WORK ITEM: The required answer is a copy of each line in the entries below that includes "Annotate".

***** DATASET RECORDS *****

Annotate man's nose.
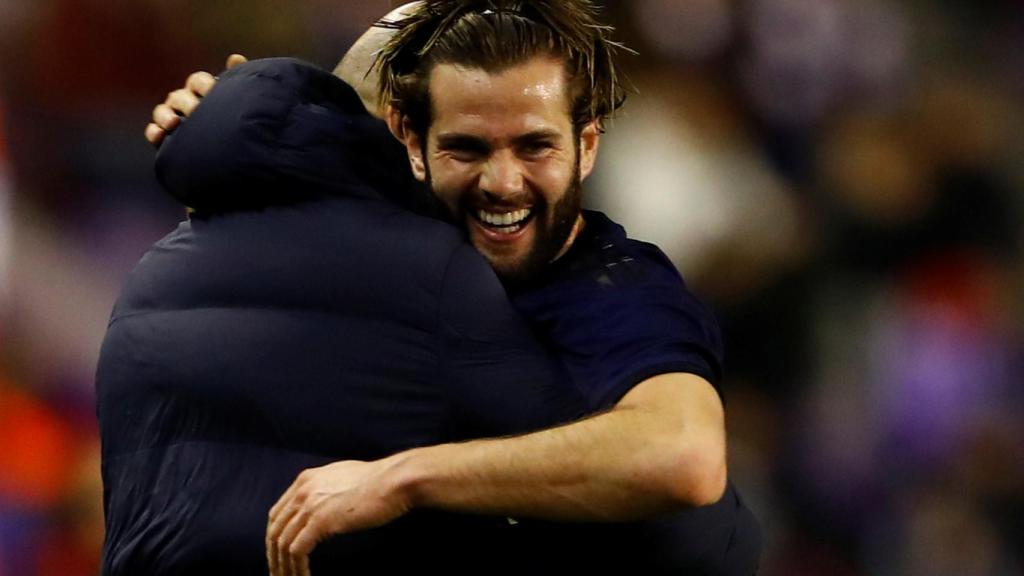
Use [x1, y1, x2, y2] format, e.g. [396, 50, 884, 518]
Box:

*****
***** DATASET RECORDS *****

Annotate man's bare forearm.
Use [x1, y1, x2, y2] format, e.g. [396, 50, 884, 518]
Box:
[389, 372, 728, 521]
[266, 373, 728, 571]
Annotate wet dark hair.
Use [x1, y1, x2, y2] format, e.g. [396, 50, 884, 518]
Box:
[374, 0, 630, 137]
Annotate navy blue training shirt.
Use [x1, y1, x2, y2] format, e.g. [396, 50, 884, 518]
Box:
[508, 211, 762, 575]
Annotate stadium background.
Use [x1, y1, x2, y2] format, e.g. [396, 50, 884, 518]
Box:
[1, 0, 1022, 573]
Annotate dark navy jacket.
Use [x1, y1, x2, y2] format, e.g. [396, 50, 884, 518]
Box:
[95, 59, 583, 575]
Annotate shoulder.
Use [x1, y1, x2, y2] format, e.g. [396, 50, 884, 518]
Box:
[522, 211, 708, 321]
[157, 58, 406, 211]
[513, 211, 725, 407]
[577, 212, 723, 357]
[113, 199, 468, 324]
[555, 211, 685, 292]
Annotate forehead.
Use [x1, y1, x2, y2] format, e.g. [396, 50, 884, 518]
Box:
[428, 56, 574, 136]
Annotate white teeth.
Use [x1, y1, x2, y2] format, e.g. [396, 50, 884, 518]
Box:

*****
***** DATASET RECORDS *****

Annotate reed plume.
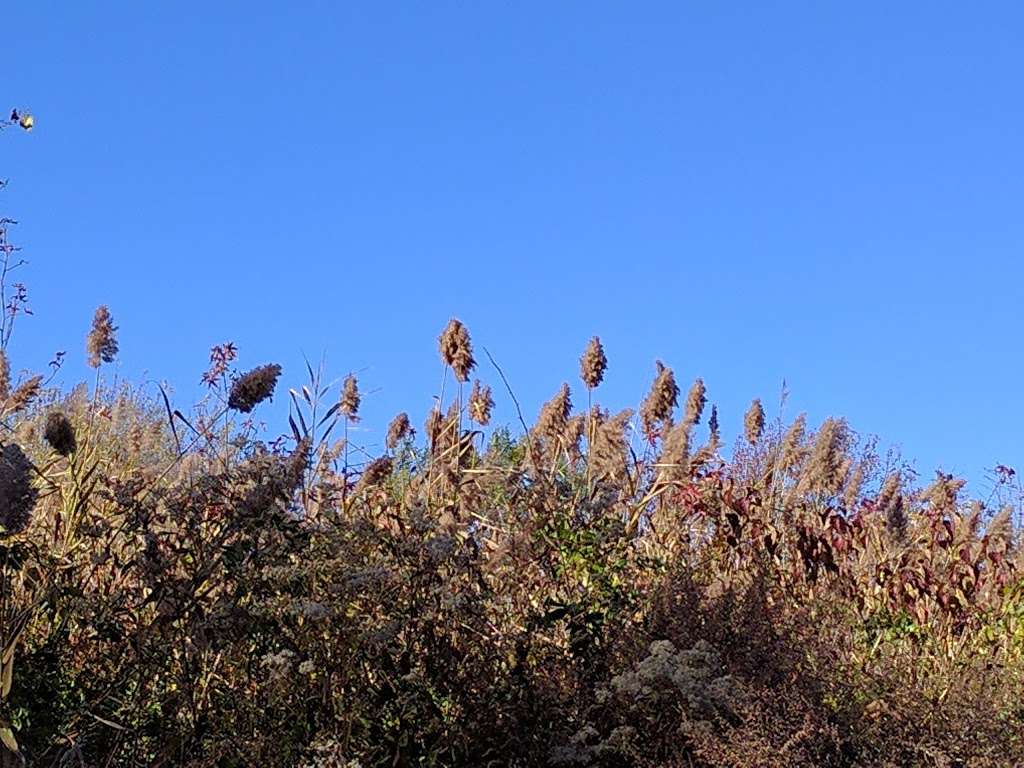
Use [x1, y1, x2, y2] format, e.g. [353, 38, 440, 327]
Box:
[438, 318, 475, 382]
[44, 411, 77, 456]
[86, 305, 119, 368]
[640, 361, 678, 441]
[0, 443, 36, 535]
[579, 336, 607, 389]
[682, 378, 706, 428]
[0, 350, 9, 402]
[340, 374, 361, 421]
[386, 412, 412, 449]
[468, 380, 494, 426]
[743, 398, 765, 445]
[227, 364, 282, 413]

*****

RESULT OF THIS EXERCISE:
Annotate man's nose.
Annotate man's bare forearm.
Annotate wet dark hair.
Annotate navy blue training shirt.
Annotate stadium background.
Annotate dark navy jacket.
Annotate shoulder.
Annotate forehead.
Annotate white teeth.
Annotate reed plume.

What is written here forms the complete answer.